Start of Input rows

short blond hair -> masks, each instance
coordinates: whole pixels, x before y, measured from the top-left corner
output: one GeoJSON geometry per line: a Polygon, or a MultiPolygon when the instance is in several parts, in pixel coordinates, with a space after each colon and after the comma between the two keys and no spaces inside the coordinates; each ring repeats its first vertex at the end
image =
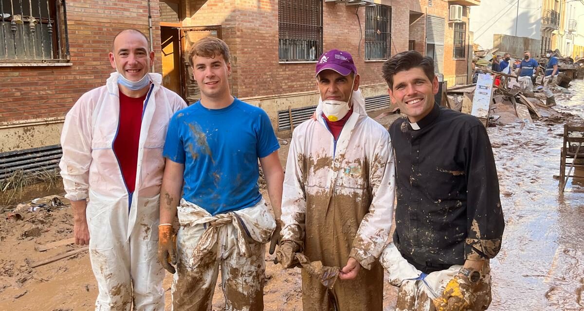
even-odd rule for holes
{"type": "Polygon", "coordinates": [[[192,67],[194,65],[193,58],[197,56],[214,58],[223,55],[226,63],[230,62],[229,47],[224,41],[215,37],[206,37],[195,42],[189,50],[189,62],[192,67]]]}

End of Input rows

**Written instruction**
Could you copy all of the material above word for word, leaving the picture out of your answer?

**Result for this task**
short blond hair -> masks, each instance
coordinates: whole pixels, x before y, measured from the top-left corner
output: one GeoJSON geometry per line: a Polygon, or a MultiPolygon when the instance is in several parts, in pixel coordinates, with a space after each colon and after the comma between the two keys and no spaces inside the coordinates; each ring repeats its first vertex at the end
image =
even-odd rule for holes
{"type": "Polygon", "coordinates": [[[192,67],[194,65],[193,58],[197,56],[214,58],[223,55],[226,63],[230,62],[229,47],[224,41],[215,37],[206,37],[195,42],[189,50],[189,62],[192,67]]]}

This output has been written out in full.